● **Directions**:
1. Reproduce the rows verbatim, starting at the line containing "blue shirt with" and ending at the line containing "point(573, 174)", with both of those lines included.
2. Extend the thread on Aurora failover past its final comment.

● **Excerpt**:
____
| HN Mirror

Y	Hacker News new \| ask \| show \| jobs


	by macintux 3408 days ago
	How does Aurora know that the primary is dead? Automatic failover is problematic in a distributed system.

2 comments

CaveTech 3408 days ago

AWS uses heartbeats for detecting liveliness. If x heartbeats fail the failover procedure is started. Generally 10s - 5minutes. In practice (for me) the failover has been less than 15s.

link

macintux 3408 days ago

My concern was more around split brain. If you fail over while the write master is simply unreachable, pain results.

link

edaemon 3408 days ago

Aurora's read replicas share the underlying storage that the primary uses, so AWS claims that there's no data loss on failover. They also claim -- and I've never heard anyone say they were wrong -- that Aurora failovers take less than a minute. So the pain should be limited to under a minute of lost writes, which most applications can handle (with an error). It can still be painful depending on the application.
____
● **Information provided**:

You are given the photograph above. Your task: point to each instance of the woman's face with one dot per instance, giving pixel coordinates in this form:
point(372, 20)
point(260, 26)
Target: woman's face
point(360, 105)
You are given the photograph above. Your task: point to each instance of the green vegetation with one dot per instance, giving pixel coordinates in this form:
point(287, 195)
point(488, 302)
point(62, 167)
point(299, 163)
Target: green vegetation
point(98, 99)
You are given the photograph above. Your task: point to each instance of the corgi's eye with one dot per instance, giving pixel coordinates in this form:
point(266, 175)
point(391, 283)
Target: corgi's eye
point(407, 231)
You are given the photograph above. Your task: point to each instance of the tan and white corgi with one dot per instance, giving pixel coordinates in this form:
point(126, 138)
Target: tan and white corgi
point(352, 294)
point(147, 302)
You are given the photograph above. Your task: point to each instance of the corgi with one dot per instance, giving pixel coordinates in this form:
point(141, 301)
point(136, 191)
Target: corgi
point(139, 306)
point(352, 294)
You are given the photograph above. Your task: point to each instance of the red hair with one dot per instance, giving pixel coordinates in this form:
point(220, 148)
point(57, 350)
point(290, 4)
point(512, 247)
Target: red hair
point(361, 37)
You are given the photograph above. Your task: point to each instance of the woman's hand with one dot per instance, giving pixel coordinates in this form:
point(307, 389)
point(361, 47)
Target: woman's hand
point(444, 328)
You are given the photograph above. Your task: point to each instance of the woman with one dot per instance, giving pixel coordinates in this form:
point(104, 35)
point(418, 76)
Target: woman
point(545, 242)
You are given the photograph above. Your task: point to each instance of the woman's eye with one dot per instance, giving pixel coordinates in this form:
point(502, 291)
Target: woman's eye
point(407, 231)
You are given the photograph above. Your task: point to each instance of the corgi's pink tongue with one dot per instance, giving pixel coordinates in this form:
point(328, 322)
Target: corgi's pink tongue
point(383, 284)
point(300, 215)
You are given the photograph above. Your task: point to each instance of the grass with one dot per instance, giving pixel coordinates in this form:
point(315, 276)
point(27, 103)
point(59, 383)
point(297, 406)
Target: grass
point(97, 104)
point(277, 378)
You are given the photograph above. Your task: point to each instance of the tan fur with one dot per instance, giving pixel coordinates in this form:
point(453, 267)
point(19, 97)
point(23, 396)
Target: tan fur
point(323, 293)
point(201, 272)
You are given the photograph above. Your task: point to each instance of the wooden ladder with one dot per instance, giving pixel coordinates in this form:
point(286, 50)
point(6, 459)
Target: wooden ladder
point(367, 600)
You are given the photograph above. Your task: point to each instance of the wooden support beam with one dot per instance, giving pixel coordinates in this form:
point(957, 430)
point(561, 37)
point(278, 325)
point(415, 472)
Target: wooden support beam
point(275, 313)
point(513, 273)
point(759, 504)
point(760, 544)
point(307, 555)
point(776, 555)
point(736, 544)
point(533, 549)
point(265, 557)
____
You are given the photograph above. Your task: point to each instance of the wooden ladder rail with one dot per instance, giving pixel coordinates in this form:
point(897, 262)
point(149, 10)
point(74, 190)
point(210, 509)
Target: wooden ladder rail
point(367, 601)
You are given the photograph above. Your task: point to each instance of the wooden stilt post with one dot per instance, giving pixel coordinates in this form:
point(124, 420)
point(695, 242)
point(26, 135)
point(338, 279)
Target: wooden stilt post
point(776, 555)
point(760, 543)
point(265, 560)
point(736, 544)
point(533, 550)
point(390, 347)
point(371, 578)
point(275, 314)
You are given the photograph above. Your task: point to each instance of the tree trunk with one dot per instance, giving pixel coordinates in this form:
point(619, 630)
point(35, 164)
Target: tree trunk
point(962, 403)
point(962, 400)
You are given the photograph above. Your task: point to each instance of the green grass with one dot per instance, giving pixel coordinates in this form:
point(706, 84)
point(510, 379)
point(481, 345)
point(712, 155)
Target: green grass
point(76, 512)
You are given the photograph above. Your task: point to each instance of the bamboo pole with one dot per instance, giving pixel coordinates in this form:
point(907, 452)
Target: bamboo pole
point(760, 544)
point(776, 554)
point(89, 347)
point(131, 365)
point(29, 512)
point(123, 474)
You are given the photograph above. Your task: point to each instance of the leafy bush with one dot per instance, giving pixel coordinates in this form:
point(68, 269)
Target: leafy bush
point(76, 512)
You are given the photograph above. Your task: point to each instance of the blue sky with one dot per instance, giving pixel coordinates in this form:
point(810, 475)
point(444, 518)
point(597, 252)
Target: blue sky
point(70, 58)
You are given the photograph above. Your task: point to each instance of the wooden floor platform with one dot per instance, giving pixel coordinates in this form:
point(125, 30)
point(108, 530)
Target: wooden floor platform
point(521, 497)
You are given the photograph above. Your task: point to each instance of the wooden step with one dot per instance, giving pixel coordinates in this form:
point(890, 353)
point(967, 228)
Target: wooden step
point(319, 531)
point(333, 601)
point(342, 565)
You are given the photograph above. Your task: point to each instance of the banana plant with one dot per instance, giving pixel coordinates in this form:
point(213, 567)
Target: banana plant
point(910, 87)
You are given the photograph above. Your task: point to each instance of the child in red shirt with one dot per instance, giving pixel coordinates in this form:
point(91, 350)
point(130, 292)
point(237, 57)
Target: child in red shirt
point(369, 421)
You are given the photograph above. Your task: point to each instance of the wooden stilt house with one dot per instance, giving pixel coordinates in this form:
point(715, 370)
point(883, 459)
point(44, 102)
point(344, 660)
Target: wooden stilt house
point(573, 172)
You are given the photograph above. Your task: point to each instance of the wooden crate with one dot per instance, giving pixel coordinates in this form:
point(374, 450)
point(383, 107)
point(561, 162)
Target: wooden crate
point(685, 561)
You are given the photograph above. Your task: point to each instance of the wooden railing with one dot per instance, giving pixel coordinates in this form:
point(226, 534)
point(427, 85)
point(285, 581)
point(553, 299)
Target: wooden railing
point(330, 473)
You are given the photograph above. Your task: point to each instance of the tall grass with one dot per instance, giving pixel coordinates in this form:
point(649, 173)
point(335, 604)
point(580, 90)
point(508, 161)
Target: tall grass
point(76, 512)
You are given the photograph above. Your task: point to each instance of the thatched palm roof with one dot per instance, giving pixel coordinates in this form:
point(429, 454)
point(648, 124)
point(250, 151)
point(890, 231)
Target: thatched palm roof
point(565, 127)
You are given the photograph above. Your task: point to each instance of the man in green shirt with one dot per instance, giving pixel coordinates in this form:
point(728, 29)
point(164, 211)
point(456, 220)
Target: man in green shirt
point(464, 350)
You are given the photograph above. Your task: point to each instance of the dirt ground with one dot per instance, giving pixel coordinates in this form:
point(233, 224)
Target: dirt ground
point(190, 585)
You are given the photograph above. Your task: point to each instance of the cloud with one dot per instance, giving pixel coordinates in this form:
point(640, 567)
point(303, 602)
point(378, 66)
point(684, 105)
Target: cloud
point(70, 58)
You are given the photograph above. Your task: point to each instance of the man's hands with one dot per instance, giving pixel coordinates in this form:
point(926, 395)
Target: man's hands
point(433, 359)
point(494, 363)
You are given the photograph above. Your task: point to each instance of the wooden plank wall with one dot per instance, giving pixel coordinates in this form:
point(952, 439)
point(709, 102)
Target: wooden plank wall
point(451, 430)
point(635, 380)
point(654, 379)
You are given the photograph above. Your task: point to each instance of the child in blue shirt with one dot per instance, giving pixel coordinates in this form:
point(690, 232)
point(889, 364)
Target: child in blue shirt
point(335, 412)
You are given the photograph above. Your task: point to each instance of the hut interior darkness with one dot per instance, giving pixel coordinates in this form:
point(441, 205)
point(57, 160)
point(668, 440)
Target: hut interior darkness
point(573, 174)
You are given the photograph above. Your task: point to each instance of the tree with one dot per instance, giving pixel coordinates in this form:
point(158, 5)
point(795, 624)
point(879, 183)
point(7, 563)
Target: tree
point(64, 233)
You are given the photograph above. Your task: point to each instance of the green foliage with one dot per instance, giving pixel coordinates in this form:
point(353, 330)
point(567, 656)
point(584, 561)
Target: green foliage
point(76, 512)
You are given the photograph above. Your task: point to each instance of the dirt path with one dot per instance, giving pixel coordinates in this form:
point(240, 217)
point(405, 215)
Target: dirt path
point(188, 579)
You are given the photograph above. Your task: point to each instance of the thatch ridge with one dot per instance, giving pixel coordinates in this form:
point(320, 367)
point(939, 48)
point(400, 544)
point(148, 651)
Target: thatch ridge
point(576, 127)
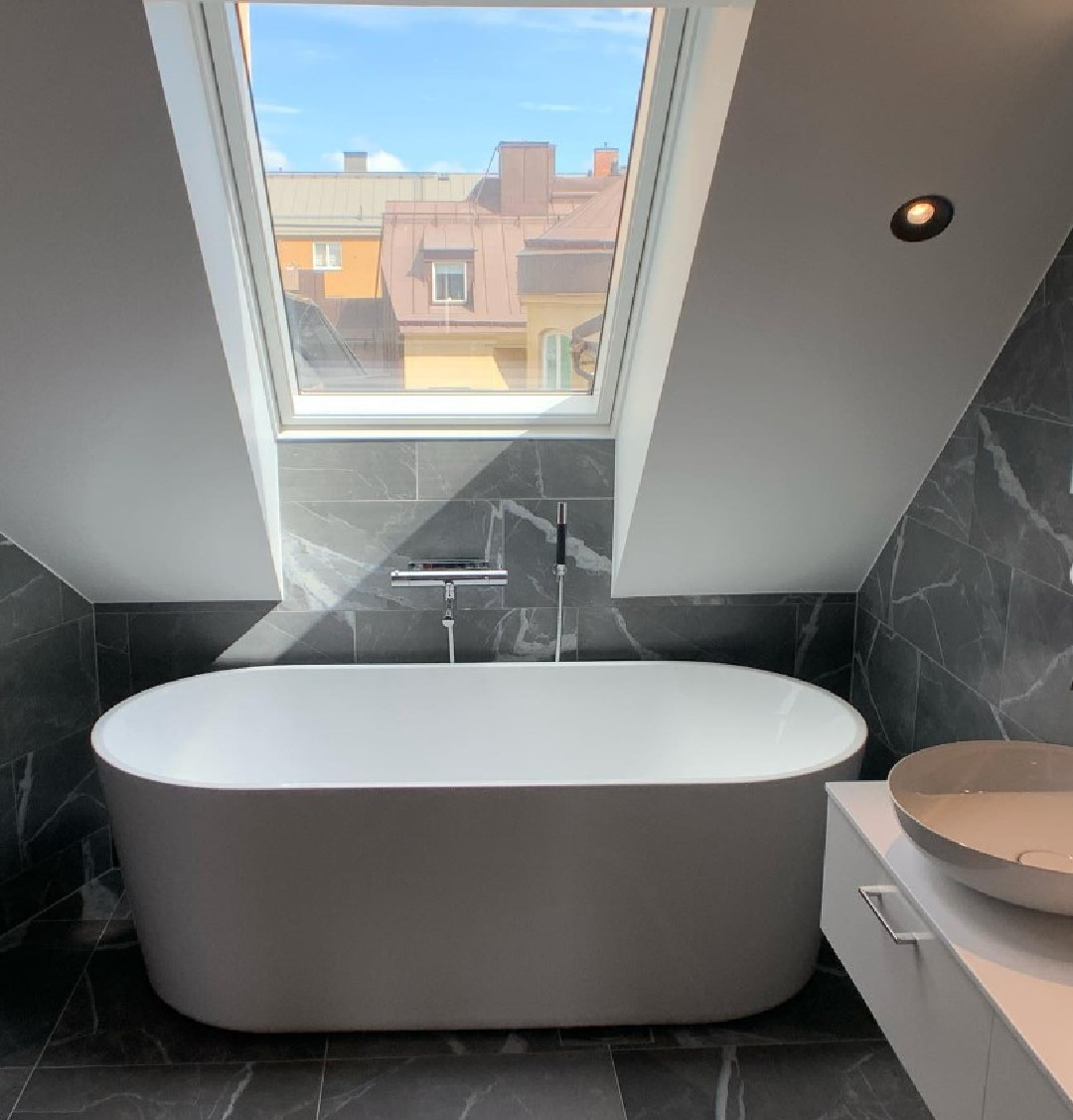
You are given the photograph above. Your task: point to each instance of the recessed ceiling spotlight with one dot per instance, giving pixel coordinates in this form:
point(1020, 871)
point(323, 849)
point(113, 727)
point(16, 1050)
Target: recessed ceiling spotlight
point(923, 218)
____
● **Solved problems**:
1.
You are given the photograph above. Your task: point to each instance of the child in blue shirt with one dot per instance, giving pixel coordinates in this form:
point(690, 232)
point(889, 364)
Target: child in blue shirt
point(335, 412)
You are given the photograph above. Your task: point to each instance of the hut interior darkness with one dot per instance, giving pixel coordinates in this form:
point(441, 205)
point(57, 160)
point(668, 440)
Target: hut interior darkness
point(573, 174)

2.
See here for more info: https://aws.amazon.com/rds/aurora/faqs/#high-availability-an...

link

xapata 3408 days ago

Yeah, the latency on that failover isn't specified.

link

edaemon 3408 days ago

Do you mean the amount of time it takes to initiate a failover or the amount of time for a failover to complete?

For the former, I don't think they specify beyond "automatic".

For the latter, "service is typically restored in less than 120 seconds, and often less than 60 seconds": http://docs.aws.amazon.com/AmazonRDS/latest/UserGuide/Aurora...

link

xapata 3408 days ago

That's a pretty good cutover, but as you say, they should also include the time needed to detect a failure and initiate the transition.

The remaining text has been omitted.